— Reading text —

Core to this innovation is access to live on farm data linked to technical support so farmers know if disease is present, which animals are impacted, what may have caused the problem and what drugs will work to deal with it. Armed with timely accurate data, farm managers gain a deeper understanding of disease behaviours within their operation and how they can reduce the impact on their animals.

As an online technology, Techion’s unique digital platform aggregates and analyses disease related data by locality, region or country. This enables the collation and geo-mapping of disease outbreaks and big data analysis of conditions which trigger outbreaks. This provides the veterinary, scientific and other industry stakeholders with valuable data to support timely alerts and information to help farmers stay in front of the disease curve.

So, how much of this approach and associated technologies could be transitioned and used as a ‘One Health’ technology to assist in human disease management? This is currently being explored in developing countries with researchers deploying Techion’s FECPAKG2 technology to explore this.

Take the example of NTD’s (Neglected Tropical Diseases) which are prevalent in most developing countries around the world. NTD’s negatively impact human health and they also compromise immunity, making populations more vulnerable to other diseases and viruses. The challenge for health officials operating in developing countries are many. Current NTD diagnostics are often basic, they are challenging to conduct in remote regions because they require technicians, methodologies can be inconstant and data reporting is often sporadic and/or poorly collated.

Techion’s platform is designed to be deployed, supported and serviced in the field. It operates remotely offline or online, is connected to a cloud internet platform, uses artificial intelligence for image analysis and machine-learned decision support. The platform provides health decision makers with a live database that can be geo-mapped and connected to relevant experts, decision makers and stakeholders.

Work developing Techion’s platform for use in the human NTD area is underway through its collaboration with the Swiss Tropical Public Health Institute (Swiss TPH) and other institutions with an initial focus on human parasitic helminths (parasites).

Other work to validate the opportunity and broaden the platform’s application is underway in collaboration with Cornell University in the United States and Ghent University in Belgium.

— Raw data —
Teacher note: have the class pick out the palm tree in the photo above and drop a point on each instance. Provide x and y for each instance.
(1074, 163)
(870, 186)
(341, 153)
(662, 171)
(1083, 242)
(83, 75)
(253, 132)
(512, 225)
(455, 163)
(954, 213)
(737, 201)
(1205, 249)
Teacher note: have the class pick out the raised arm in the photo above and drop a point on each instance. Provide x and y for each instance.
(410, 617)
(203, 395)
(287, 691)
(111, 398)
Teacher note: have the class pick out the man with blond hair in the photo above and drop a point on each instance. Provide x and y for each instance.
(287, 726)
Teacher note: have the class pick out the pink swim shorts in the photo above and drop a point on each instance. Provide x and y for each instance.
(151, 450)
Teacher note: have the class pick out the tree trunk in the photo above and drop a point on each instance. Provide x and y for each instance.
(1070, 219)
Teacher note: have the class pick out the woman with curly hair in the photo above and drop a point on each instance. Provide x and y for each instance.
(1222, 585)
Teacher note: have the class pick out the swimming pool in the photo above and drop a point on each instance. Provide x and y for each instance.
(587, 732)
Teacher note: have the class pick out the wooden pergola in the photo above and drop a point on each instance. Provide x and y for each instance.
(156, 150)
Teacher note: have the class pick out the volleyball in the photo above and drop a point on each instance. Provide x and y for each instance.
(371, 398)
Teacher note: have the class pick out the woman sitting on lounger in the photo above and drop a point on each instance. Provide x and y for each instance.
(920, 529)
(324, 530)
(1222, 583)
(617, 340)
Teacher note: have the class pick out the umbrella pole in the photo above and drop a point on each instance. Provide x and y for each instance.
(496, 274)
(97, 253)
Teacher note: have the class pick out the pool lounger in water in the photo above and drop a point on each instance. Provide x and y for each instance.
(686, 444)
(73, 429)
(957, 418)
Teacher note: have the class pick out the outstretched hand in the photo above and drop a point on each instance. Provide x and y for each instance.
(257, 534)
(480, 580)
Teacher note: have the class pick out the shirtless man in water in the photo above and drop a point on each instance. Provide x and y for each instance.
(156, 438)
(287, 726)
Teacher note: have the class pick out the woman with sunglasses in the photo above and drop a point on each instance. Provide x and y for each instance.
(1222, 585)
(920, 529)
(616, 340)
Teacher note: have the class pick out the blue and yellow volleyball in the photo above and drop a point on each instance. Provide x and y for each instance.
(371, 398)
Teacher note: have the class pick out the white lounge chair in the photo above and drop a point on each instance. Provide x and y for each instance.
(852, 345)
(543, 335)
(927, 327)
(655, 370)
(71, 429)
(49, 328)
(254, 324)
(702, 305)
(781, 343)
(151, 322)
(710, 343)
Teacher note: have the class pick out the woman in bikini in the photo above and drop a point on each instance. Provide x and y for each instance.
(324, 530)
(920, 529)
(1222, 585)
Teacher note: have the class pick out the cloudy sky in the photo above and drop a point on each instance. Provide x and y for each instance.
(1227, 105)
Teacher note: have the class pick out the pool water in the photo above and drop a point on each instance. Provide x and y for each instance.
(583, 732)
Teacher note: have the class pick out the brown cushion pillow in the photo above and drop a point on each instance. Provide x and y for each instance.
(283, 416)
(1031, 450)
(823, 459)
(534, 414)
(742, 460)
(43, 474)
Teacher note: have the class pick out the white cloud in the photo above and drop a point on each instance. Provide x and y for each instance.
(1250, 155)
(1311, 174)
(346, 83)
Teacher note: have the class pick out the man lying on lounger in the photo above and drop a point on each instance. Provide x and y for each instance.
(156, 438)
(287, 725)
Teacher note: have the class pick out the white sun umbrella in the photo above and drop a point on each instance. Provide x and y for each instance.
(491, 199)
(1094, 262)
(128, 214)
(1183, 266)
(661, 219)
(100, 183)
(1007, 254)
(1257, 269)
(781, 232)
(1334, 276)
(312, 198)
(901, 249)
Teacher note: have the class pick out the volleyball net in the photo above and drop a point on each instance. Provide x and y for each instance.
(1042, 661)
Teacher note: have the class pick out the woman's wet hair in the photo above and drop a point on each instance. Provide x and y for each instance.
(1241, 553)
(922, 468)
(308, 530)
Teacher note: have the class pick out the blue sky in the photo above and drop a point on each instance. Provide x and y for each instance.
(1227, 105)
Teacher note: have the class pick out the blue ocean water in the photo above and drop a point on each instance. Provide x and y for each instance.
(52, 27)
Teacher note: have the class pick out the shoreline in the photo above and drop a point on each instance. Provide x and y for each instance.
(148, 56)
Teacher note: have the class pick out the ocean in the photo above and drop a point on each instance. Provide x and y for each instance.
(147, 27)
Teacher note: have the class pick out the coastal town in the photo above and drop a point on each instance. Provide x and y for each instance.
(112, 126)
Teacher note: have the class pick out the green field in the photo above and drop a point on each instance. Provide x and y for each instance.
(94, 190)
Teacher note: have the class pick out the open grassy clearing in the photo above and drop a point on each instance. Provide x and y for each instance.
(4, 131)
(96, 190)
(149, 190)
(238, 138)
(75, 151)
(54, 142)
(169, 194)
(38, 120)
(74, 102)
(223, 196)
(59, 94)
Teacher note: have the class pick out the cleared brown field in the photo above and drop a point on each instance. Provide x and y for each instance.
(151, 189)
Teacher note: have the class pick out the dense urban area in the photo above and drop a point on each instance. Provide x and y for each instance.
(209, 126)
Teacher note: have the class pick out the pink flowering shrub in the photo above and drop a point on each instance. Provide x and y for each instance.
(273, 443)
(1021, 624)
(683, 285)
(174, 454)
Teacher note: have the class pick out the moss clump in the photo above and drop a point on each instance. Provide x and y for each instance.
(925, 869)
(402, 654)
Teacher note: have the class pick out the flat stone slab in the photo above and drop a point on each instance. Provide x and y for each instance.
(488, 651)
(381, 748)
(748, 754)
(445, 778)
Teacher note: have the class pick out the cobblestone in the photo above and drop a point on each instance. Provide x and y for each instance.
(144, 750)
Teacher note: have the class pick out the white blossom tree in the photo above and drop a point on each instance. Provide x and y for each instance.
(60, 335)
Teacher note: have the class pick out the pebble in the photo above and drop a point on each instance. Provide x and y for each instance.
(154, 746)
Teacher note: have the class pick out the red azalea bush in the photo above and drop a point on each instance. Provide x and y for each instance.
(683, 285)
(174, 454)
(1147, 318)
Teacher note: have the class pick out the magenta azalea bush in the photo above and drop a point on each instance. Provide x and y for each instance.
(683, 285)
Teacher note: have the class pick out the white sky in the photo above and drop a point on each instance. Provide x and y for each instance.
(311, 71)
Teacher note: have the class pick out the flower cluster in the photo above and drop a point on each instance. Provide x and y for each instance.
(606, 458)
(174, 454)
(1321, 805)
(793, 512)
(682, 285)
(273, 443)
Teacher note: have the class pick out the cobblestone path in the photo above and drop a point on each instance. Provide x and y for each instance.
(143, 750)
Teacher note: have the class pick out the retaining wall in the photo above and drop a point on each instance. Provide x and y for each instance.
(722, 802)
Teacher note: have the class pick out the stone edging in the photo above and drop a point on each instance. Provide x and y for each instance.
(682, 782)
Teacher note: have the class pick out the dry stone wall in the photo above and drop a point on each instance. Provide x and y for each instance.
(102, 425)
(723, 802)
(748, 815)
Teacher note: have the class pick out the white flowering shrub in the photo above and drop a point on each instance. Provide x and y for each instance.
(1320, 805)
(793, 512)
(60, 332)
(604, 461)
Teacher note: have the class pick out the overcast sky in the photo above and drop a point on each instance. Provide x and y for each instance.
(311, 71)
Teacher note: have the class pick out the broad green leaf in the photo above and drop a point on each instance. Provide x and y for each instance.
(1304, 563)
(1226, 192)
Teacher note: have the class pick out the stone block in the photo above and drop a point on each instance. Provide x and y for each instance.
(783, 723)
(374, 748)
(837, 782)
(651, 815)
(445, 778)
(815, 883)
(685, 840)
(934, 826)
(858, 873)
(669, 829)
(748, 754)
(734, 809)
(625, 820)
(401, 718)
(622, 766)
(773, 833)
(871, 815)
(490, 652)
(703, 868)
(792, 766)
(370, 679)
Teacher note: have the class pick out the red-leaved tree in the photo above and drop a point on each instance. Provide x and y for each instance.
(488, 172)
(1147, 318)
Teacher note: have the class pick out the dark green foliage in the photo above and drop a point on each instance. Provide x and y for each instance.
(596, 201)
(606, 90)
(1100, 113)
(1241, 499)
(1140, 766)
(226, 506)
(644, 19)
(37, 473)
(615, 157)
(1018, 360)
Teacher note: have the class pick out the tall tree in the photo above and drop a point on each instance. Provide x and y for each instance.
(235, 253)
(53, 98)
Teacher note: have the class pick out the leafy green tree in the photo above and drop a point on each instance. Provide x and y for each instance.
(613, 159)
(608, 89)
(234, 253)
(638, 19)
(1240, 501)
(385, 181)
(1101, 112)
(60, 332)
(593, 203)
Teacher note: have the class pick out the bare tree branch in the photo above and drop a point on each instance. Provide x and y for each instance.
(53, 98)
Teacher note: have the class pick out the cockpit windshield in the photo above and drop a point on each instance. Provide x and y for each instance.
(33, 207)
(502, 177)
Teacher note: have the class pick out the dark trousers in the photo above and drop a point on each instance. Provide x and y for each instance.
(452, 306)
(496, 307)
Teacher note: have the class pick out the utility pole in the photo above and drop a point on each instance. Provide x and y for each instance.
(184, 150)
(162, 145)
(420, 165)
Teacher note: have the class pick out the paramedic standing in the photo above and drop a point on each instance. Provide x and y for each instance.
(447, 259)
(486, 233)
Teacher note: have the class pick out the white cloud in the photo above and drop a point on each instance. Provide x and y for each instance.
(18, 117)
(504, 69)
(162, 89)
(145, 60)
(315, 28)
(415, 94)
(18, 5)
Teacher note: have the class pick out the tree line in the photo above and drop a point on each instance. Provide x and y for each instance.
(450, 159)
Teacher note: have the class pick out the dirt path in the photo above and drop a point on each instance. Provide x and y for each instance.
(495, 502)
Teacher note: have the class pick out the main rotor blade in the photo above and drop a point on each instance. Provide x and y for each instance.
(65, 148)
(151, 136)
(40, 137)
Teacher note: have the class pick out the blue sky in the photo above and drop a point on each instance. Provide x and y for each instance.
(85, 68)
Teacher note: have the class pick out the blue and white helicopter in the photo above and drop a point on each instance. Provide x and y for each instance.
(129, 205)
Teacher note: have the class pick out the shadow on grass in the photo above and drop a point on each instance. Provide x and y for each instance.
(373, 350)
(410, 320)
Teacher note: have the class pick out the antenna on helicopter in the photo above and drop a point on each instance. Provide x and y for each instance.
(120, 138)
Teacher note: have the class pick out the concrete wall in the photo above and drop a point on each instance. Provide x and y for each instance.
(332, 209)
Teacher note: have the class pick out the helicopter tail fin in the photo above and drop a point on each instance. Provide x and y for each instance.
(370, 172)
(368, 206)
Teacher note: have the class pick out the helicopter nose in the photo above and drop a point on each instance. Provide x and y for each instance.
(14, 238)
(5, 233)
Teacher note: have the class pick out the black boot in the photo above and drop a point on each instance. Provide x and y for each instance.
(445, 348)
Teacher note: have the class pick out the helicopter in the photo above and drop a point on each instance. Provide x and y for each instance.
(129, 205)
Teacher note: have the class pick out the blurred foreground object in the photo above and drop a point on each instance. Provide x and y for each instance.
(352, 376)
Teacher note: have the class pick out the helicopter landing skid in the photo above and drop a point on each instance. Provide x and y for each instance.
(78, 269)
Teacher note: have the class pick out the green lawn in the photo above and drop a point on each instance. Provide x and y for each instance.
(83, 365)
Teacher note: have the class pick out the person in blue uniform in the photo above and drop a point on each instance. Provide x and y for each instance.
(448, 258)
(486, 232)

— Problems to work on —
[A] Answer these questions using the text about Techion's disease-data platform, one per line:
(i) Which Techion technology are researchers deploying in developing countries?
(ii) Which institute is Techion collaborating with on the human NTD work, and what is that work's initial focus?
(iii) Which two universities are working with Techion to validate the opportunity and broaden the platform's application?
[B] Continue the text about Techion's disease-data platform from its last paragraph.

— Responses to the tasks —
[A]
(i) FECPAKG2.
(ii) The Swiss Tropical Public Health Institute (Swiss TPH), with an initial focus on human parasitic helminths (parasites).
(iii) Cornell University in the United States and Ghent University in Belgium.

[B]
The Swiss Tropical Public Health Institute’s Associate Prof. Dr. Jennifer Keiser says simple, fast and accurate diagnostic tools are critical to evaluate drug efficacy and potential resistance of soil-transmitted helminth infections. Therefore her team is working with Techion’s platform to explore and validate its potential.

Prof. Dr. Jakob Zinsstag-Klopfenstein also from Swiss TPH, recently spent three months in New Zealand promoting and supporting the One Health approach. During his time, he worked with Techion on the FECPAKG2 platform, specifically aiding design and technical input on how the platform could be used across a range of disease testing applications. He states: “In remote settings like those of mobile pastoralists in Chad (Central Africa) the combination of point of care diagnostic (POC) systems with digital technologies and mobile communication have very large potential for animal and human health.” With the Techion team, he has identified more than thirty different diseases that could be diagnosed through systems like FECPAKG2, which would accelerate their control and provide access to care for people who are left out by health systems.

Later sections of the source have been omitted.